§ Problem requirements: Please repeat the entries below word for word, from the line with "Confirm that each instance of the tall" to the line with "pixel 548 600", including both of those lines and nothing else.

§ Excerpted data:
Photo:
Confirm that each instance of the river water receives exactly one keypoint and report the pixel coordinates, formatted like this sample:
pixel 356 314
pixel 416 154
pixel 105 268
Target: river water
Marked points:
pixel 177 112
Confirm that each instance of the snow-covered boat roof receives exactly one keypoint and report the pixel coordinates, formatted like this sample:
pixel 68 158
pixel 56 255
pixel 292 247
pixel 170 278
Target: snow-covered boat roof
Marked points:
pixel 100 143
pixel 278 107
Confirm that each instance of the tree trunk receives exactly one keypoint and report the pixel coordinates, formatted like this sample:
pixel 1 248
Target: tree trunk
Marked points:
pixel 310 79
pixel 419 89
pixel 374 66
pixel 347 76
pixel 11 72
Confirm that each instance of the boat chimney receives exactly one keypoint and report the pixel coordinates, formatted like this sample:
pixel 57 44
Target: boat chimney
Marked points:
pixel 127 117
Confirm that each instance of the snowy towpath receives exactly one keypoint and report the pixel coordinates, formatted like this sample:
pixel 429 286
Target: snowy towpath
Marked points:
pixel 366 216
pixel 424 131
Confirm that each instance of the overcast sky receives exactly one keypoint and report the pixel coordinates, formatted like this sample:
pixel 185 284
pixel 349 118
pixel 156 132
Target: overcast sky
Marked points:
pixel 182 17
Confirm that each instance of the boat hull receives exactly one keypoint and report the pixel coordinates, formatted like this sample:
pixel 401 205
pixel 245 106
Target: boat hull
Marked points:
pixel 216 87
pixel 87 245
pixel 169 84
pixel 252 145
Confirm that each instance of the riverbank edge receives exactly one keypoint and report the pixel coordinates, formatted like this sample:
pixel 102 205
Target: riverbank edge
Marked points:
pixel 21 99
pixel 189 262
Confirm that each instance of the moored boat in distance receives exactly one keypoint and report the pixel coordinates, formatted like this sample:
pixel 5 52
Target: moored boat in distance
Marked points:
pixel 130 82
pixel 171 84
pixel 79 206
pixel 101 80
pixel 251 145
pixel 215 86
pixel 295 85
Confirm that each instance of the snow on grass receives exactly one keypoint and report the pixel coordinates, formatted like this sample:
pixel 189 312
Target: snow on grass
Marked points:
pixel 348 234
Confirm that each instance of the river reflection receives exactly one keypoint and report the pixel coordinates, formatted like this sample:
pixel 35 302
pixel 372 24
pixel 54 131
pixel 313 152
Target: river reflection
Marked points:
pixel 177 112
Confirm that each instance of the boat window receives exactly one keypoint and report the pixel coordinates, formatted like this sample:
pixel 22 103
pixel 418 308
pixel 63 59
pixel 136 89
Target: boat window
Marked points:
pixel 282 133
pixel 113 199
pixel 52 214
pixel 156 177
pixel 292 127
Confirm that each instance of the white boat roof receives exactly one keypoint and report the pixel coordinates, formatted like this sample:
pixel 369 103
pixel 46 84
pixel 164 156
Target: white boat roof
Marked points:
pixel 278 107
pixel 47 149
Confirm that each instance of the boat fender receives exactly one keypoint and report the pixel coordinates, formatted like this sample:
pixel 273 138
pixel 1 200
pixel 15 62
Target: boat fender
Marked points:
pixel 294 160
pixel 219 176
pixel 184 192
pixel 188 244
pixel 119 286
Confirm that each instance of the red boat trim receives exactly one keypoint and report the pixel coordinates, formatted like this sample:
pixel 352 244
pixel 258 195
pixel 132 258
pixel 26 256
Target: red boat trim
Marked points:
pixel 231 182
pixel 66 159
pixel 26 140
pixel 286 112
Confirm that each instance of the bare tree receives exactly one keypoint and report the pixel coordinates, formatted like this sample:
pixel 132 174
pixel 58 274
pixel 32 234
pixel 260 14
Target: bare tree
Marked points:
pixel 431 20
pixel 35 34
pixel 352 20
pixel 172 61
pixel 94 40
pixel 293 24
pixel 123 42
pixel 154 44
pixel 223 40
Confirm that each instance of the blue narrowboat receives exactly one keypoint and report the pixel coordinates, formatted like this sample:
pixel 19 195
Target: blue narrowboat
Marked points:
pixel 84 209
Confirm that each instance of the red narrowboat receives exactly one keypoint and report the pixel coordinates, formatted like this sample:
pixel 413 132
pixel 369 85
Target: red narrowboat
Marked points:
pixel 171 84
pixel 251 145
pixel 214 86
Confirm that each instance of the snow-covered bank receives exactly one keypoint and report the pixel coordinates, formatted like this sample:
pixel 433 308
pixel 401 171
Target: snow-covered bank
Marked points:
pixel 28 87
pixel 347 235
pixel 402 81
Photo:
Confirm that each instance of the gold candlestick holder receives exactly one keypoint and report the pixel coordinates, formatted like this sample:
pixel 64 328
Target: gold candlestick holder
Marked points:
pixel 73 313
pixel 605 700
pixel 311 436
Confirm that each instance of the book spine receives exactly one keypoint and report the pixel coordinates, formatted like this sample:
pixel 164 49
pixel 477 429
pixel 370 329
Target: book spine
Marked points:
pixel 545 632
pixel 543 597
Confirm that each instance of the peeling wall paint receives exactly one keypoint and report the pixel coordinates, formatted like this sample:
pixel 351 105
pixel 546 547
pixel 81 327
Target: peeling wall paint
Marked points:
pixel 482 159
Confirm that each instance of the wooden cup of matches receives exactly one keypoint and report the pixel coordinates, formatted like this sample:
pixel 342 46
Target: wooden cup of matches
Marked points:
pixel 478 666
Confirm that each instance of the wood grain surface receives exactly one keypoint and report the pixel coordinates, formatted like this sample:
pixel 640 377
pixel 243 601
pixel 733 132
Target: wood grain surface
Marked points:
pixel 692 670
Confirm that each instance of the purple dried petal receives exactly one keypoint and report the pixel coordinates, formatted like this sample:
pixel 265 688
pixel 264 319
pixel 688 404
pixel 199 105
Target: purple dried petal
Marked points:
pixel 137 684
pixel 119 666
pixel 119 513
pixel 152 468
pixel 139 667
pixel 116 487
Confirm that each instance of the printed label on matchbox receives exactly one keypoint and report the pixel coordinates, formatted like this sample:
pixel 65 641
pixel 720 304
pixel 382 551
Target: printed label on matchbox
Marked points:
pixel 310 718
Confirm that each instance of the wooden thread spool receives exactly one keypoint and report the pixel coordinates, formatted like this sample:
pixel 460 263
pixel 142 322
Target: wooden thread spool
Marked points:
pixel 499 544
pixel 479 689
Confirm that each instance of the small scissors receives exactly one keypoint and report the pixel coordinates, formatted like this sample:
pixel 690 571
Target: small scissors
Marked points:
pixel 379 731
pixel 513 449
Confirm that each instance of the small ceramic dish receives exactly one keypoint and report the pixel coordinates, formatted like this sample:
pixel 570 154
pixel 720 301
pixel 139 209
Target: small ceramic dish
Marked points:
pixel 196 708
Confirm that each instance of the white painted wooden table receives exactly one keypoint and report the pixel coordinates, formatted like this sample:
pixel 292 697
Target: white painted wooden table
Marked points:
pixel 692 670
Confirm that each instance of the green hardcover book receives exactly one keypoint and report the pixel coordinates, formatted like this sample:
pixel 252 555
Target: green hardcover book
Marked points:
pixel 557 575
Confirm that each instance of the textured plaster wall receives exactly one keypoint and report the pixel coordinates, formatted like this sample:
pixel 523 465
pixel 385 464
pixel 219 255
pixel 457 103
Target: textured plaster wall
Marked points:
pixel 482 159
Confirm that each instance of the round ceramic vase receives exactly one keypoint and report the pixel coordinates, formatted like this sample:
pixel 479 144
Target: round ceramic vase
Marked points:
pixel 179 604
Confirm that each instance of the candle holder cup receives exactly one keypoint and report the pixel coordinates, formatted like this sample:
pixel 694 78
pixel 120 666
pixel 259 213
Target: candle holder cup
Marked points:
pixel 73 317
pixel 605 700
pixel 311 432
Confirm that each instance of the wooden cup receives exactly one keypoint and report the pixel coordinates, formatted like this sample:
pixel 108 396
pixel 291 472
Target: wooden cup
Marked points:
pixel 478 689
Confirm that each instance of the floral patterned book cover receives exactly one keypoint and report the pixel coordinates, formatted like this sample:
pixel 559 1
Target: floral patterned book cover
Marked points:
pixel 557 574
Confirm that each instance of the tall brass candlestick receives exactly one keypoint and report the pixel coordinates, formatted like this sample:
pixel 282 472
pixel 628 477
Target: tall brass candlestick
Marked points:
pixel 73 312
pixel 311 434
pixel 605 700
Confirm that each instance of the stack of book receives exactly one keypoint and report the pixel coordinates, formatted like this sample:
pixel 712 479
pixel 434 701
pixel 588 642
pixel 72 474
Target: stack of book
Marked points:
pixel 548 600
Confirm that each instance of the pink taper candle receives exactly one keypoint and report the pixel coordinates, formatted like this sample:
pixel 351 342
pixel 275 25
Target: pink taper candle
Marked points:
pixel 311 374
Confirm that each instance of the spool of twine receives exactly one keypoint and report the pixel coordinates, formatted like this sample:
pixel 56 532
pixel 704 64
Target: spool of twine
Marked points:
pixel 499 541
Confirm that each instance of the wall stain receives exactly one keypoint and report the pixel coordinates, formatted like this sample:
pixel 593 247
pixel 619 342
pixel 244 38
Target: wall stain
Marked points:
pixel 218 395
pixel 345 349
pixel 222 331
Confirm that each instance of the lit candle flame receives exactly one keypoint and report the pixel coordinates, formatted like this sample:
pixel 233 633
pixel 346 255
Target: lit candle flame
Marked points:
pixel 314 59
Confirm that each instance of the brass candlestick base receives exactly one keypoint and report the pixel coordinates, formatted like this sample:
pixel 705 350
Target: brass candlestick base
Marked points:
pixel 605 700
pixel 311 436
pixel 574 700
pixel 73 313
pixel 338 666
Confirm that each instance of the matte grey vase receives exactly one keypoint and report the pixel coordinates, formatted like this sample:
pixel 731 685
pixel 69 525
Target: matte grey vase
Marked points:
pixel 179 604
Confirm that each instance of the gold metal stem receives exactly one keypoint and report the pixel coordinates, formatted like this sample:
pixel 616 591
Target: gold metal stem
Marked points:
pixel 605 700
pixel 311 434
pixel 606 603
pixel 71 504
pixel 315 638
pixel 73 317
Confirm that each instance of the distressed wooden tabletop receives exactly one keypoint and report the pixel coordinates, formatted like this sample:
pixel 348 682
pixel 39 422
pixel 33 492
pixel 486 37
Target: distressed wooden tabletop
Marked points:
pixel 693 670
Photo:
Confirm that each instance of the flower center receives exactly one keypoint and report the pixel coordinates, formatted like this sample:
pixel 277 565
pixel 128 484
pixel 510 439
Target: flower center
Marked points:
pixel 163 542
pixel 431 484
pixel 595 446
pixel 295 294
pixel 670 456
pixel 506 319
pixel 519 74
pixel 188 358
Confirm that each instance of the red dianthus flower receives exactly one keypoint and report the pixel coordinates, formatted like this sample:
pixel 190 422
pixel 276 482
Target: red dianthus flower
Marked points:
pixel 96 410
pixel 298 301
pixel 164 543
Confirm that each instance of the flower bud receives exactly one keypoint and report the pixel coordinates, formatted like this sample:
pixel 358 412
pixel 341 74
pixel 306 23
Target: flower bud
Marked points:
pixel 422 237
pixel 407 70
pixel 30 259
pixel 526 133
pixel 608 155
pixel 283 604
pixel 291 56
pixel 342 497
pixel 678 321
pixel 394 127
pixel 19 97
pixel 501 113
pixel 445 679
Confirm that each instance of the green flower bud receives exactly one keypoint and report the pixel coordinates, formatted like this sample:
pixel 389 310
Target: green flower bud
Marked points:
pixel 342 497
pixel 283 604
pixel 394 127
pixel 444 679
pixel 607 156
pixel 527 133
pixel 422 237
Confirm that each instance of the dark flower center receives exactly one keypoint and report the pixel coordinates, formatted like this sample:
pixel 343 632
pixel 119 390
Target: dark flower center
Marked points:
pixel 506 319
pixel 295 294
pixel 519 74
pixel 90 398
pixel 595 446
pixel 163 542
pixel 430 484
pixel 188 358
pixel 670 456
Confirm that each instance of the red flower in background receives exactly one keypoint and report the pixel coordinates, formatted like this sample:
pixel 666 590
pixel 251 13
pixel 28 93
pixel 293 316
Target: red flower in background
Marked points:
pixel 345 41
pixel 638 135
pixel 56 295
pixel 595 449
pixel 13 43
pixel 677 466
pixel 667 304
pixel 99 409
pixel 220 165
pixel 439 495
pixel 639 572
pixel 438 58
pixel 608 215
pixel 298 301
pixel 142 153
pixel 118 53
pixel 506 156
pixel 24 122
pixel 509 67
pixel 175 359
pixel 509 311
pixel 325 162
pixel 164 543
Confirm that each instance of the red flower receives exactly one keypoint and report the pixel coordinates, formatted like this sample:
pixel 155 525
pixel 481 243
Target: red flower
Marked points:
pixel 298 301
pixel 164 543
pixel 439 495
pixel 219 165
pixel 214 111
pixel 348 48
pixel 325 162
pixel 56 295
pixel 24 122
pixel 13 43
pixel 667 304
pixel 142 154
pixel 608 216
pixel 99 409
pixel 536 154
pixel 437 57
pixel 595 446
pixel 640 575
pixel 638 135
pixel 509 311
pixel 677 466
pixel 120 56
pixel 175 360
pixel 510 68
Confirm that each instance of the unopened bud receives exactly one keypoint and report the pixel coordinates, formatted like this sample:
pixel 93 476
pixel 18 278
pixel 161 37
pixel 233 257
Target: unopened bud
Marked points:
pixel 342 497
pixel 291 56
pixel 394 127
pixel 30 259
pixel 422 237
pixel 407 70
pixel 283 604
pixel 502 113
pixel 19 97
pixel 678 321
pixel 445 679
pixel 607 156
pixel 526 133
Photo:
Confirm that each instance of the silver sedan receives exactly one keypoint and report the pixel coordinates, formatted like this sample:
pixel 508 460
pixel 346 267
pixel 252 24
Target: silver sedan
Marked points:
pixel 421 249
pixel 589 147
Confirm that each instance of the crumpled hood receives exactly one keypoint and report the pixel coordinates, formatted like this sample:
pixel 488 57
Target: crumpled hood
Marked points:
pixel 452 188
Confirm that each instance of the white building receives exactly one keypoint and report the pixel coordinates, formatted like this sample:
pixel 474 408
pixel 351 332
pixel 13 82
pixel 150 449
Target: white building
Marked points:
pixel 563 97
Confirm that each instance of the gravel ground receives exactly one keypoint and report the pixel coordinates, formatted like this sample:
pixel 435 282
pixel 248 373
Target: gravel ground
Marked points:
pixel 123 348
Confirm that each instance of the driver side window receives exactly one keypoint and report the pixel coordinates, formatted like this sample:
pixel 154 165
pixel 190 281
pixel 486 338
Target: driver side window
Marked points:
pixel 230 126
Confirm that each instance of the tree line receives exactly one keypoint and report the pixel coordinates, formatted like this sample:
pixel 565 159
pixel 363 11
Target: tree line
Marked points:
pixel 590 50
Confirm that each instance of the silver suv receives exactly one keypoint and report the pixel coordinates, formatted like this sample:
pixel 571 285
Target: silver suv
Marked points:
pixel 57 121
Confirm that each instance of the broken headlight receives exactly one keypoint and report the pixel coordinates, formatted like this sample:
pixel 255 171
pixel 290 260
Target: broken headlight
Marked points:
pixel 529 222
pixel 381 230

§ Solution for this task:
Confirm that each instance of the tall brass candlestick receives exactly one keypoint and report the pixel coordinates, formatted like this sample:
pixel 282 472
pixel 628 477
Target: tall brass candlestick
Marked points:
pixel 73 312
pixel 311 434
pixel 605 700
Confirm that each instance of the stack of book receives exactly one keypoint and report the pixel coordinates, formatted like this sample:
pixel 712 479
pixel 434 701
pixel 588 642
pixel 72 474
Target: stack of book
Marked points:
pixel 548 600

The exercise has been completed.